# [Aim of the exercise]
Please copy out the rows below word for word, from the first line through the line containing "xmin=73 ymin=9 xmax=115 ymax=22", inclusive, and nothing after it.

(Rows from an annotation dataset)
------------
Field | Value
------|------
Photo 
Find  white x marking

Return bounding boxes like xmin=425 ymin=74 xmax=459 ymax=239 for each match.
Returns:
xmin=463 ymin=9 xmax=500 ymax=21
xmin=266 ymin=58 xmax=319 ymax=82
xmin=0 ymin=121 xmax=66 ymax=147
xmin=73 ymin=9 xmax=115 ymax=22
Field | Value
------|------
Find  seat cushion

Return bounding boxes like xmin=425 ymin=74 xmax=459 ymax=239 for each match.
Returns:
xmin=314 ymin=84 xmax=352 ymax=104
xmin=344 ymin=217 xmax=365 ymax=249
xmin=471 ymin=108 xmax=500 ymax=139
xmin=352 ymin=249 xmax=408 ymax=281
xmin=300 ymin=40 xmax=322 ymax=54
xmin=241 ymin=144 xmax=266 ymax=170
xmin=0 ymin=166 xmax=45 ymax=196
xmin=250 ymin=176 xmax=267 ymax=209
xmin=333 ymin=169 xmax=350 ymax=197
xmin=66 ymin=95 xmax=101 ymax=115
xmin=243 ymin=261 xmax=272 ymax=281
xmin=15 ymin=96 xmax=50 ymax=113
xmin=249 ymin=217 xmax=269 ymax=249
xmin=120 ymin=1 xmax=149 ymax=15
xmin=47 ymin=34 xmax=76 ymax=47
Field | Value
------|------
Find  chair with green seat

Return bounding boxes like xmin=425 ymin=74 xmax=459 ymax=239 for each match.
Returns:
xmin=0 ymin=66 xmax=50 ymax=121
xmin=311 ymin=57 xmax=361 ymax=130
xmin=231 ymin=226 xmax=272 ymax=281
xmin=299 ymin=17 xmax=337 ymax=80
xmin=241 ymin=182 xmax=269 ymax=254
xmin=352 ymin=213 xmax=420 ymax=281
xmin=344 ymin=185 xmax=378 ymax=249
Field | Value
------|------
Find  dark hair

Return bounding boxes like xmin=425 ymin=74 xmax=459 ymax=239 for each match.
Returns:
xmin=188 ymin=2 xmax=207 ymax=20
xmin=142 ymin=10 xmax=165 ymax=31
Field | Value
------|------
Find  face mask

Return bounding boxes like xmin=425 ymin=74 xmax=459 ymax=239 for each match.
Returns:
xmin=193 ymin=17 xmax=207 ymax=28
------------
# [Response for this exercise]
Field | Value
------|------
Photo 
Find  white x marking

Return bounding boxes like xmin=425 ymin=74 xmax=459 ymax=239 for each match.
Returns:
xmin=463 ymin=9 xmax=500 ymax=21
xmin=266 ymin=58 xmax=319 ymax=82
xmin=0 ymin=121 xmax=66 ymax=147
xmin=73 ymin=9 xmax=115 ymax=22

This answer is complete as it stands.